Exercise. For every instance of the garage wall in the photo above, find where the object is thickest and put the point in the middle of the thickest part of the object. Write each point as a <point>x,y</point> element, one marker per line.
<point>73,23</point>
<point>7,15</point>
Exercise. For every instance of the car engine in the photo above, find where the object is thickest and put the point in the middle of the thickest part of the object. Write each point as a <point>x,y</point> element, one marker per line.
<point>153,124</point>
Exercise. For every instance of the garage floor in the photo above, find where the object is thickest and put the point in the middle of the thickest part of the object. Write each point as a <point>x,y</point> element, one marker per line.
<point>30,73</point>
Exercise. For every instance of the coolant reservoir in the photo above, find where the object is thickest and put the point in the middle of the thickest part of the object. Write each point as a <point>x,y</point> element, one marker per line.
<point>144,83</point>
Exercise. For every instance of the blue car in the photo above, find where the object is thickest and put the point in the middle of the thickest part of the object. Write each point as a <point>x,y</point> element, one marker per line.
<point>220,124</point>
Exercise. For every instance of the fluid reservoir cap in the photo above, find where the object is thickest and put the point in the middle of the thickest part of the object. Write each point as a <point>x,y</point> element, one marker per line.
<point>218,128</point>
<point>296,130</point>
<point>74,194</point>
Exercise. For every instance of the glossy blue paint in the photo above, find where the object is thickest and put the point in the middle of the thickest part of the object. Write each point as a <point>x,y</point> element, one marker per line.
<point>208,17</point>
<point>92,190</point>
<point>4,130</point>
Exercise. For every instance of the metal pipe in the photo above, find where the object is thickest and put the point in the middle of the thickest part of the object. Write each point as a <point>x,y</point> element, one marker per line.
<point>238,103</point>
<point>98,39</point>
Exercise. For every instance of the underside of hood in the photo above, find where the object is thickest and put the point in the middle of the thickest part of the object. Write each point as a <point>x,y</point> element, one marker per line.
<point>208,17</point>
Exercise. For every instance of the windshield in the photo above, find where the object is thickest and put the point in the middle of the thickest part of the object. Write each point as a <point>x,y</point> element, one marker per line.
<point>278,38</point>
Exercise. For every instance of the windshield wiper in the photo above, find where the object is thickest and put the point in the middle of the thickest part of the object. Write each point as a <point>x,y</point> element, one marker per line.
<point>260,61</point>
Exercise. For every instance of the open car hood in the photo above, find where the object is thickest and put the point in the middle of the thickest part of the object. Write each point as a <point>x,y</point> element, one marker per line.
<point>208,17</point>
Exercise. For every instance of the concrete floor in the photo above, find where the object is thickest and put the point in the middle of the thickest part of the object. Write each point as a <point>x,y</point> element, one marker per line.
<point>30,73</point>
--
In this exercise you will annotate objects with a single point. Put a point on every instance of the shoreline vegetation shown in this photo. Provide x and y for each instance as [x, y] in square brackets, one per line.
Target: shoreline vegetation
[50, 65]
==
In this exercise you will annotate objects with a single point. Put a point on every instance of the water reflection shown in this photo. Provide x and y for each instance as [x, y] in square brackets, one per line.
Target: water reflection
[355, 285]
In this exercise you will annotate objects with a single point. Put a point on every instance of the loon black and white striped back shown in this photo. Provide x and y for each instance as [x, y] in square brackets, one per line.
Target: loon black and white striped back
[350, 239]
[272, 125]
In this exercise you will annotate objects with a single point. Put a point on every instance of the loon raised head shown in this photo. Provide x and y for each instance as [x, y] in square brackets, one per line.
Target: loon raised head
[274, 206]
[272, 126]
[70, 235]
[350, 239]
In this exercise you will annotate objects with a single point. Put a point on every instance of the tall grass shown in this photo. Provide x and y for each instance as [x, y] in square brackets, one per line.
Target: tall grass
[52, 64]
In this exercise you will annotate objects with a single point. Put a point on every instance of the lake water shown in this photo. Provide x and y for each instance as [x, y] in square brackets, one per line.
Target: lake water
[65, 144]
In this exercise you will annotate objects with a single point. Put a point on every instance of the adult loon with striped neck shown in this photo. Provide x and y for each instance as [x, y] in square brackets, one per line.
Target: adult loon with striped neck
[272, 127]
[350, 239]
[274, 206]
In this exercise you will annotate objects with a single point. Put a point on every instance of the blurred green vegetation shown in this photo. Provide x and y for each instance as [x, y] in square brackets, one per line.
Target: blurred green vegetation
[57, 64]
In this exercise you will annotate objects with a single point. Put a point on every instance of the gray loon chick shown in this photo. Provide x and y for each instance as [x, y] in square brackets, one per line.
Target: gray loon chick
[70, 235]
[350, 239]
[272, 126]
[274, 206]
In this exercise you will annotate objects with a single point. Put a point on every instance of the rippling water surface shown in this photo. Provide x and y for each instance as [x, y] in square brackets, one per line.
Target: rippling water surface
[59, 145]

* **Problem to solve**: Every line from the line containing "the loon black" through the line containing "of the rippling" in the records above must be retyped exactly. Leave out the rest.

* **Answer to this task**:
In this exercise you will annotate objects with a single point. Put a point on every instance of the loon black and white striped back shown in this photo. Provide x and y for each instance as [x, y] in square brackets, one per line.
Target: loon black and white striped back
[350, 239]
[272, 125]
In this exercise you will annotate objects with a single point. Put a point on every instance of the loon raised head shown in this photo. Provide x and y for each instance as [x, y] in square brackets, one per line.
Target: loon raised head
[274, 206]
[272, 126]
[70, 235]
[350, 239]
In this exercise you will annotate objects with a single point. Put a point on every instance of the tall grass shown in this photo. Provide x and y for each instance as [x, y] in square brackets, one per line.
Target: tall grass
[52, 64]
In this exercise you will annotate objects with a single point. Put a point on every instance of the lake water shown in this photo. Provide x and y for each instance as [x, y] in square brackets, one per line.
Target: lake water
[65, 144]
In this exercise you will annotate objects with a single point. Put a point on every instance of the adult loon with striped neck shown in this photo. Provide x and y for each instance as [x, y] in square brackets, one per line.
Target: adult loon with striped neck
[272, 127]
[350, 239]
[274, 206]
In this exercise you will annotate objects with a single point. Put a point on every instance of the blurred green vegetation shown in this photo. Provide x and y for each instance as [x, y] in square brackets, one per line.
Target: blurred green vegetation
[57, 64]
In this exercise you will annotate objects with a single point. Put a point on every instance of the gray loon chick shown in this photo. Provide x and y for each instance as [x, y] in square brackets, one per line.
Target: gray loon chick
[70, 235]
[350, 239]
[272, 126]
[274, 206]
In this exercise you will annotate objects with a single point. Put a point on every instance of the rippling water surface shown in this photo. Provide x and y for each instance as [x, y] in square brackets, one per line.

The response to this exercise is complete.